[Records of labeled points]
---
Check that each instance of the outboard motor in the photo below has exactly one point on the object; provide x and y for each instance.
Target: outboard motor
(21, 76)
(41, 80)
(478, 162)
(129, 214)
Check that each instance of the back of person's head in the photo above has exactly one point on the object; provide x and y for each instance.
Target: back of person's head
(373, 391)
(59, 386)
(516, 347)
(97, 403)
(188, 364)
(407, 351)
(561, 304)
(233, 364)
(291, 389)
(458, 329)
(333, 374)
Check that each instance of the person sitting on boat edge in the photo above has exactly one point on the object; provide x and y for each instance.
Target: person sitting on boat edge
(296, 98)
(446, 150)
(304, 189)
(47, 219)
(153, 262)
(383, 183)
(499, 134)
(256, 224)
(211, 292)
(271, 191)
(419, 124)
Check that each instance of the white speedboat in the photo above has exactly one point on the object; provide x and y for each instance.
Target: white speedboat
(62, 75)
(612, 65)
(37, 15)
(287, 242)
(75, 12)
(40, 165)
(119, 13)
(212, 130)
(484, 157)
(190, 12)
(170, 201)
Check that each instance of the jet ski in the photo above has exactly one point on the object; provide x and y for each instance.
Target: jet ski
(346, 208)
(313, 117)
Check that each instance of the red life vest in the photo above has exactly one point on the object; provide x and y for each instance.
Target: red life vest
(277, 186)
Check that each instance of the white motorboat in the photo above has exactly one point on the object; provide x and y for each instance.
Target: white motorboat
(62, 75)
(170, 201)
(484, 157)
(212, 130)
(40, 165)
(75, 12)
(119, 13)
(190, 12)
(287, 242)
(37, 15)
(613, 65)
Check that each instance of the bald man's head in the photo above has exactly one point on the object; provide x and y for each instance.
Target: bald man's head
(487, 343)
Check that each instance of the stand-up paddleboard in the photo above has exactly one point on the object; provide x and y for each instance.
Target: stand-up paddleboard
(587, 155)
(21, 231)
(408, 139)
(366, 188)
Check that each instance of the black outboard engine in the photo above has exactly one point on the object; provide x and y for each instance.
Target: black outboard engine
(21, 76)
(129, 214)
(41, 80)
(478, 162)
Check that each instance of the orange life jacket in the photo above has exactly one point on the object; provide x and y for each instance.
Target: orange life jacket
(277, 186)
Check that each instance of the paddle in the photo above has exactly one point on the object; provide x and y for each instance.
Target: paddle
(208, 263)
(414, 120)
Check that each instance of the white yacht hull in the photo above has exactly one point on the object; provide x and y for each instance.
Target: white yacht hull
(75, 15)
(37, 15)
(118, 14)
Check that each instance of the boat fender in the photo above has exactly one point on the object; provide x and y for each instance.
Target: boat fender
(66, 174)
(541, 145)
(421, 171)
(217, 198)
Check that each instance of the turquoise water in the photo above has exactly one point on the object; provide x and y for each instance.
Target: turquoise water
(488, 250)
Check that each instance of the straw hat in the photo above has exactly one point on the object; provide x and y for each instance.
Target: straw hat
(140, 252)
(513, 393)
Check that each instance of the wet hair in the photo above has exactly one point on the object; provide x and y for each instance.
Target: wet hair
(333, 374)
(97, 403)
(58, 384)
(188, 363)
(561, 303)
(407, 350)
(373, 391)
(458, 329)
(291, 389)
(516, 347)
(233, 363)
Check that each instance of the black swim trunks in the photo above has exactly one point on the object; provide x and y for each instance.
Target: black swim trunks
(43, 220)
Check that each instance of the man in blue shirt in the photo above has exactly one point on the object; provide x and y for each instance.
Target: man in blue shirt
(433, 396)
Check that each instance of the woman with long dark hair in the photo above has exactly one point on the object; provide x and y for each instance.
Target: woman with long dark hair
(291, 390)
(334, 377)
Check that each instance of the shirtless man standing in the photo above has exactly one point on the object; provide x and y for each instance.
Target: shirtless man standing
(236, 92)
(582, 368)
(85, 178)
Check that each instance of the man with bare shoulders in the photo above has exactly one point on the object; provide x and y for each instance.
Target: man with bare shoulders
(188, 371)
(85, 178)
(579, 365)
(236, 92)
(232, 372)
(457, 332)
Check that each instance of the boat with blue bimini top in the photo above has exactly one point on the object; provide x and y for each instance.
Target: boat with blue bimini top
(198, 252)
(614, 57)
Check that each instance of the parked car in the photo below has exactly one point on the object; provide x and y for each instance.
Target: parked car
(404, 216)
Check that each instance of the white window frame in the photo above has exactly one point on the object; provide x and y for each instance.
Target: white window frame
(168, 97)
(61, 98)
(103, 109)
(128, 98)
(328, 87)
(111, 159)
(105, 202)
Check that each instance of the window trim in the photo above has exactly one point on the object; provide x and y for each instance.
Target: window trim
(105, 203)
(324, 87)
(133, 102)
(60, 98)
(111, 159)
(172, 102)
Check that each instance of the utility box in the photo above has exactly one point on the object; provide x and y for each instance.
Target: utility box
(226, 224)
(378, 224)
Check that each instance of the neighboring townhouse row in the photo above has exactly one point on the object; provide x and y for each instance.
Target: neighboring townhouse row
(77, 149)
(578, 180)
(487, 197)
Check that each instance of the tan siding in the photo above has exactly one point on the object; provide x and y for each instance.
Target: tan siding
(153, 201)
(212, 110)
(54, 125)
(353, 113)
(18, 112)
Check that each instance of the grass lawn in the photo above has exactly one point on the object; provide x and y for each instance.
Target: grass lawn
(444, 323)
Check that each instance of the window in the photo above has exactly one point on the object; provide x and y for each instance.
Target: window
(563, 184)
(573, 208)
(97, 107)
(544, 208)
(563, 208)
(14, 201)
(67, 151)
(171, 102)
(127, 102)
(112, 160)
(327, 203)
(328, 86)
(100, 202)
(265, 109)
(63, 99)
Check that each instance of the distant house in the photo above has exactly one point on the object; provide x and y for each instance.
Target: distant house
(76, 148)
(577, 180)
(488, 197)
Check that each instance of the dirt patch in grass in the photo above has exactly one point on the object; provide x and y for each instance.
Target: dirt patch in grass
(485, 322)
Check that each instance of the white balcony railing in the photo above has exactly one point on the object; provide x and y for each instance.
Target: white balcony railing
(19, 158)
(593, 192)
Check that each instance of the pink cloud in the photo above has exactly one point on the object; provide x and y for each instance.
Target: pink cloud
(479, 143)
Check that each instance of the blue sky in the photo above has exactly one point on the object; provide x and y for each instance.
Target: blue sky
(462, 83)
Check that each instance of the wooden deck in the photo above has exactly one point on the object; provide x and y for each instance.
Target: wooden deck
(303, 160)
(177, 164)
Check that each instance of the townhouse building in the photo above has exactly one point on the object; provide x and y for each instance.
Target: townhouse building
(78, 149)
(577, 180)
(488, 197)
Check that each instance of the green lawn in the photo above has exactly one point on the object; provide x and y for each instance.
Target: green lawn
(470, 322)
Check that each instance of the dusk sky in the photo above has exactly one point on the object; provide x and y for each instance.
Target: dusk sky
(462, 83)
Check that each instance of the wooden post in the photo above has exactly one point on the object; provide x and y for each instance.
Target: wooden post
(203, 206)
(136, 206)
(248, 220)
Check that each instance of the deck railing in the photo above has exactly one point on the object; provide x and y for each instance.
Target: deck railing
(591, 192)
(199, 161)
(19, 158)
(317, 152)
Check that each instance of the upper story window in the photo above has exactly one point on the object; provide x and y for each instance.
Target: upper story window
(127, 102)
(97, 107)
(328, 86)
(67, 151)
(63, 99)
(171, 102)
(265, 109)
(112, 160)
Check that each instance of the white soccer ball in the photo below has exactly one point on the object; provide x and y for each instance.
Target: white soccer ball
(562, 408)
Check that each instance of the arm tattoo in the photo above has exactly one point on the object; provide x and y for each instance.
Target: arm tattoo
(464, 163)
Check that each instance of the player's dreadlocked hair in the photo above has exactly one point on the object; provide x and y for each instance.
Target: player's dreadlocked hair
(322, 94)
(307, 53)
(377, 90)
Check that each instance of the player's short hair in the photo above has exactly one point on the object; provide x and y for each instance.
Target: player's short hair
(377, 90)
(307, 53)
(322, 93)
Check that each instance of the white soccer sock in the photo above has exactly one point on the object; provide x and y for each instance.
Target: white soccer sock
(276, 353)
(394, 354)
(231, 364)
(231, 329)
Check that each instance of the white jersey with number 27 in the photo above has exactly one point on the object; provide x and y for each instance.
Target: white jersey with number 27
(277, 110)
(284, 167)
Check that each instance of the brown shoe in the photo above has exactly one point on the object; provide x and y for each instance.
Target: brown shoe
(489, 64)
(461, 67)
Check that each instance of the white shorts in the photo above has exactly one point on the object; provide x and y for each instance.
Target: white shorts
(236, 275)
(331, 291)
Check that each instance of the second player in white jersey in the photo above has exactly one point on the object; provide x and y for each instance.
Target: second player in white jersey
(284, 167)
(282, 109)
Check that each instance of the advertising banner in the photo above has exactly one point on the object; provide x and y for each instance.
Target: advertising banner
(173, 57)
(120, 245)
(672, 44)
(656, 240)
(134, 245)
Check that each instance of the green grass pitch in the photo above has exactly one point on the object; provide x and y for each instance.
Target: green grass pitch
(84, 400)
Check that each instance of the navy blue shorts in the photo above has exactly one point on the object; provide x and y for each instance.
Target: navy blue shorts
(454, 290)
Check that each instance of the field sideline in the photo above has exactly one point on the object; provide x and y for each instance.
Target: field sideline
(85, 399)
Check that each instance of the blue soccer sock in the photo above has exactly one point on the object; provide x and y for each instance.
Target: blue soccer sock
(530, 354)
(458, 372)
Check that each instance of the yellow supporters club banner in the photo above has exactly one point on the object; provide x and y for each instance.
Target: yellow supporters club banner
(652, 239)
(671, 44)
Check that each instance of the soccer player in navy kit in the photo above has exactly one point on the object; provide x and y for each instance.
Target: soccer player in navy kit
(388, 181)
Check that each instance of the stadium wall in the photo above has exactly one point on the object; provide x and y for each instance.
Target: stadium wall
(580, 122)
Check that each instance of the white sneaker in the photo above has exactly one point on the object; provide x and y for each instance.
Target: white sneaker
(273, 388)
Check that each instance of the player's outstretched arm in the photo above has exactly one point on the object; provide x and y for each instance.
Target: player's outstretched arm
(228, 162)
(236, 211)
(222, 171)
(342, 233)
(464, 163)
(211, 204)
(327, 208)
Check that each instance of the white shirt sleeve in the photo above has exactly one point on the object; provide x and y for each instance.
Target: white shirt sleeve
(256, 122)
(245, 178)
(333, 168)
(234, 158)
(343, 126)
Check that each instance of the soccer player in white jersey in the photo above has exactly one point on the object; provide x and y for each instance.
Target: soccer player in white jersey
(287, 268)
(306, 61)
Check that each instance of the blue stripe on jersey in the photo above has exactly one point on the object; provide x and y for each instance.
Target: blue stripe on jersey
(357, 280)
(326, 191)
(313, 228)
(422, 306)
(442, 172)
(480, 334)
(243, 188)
---
== WHAT THE EXERCISE ASKS ==
Nothing outside the span should appear: transcribe the lines from the one containing "Check that each instance of the player's outstretched" through the last line of the records.

== THE COMPLETED TASK ==
Check that each instance of the player's outstretched arm in the photo above has exactly one point on the object; provide x and y for each instance.
Target: player's outstretched arm
(228, 162)
(236, 211)
(222, 171)
(342, 233)
(464, 163)
(211, 204)
(327, 208)
Check that each instance of the white shirt sleeve in the photo above has exactly one point on the object; provide x and y for each instance.
Target: white shirt sleeve
(256, 122)
(245, 178)
(333, 168)
(234, 158)
(343, 126)
Check that each instance of the soccer player in white jersey in the photo above has exactly one point on the object; provide x and y for each instance.
Target: soccer player in white jersey
(287, 268)
(306, 61)
Check that each instance of the blue stripe on jersey in the photo above has exactly one point on the object; provide x and y for each instance.
Target: blue stripe on jersey
(357, 280)
(326, 191)
(313, 228)
(422, 306)
(442, 172)
(480, 334)
(243, 188)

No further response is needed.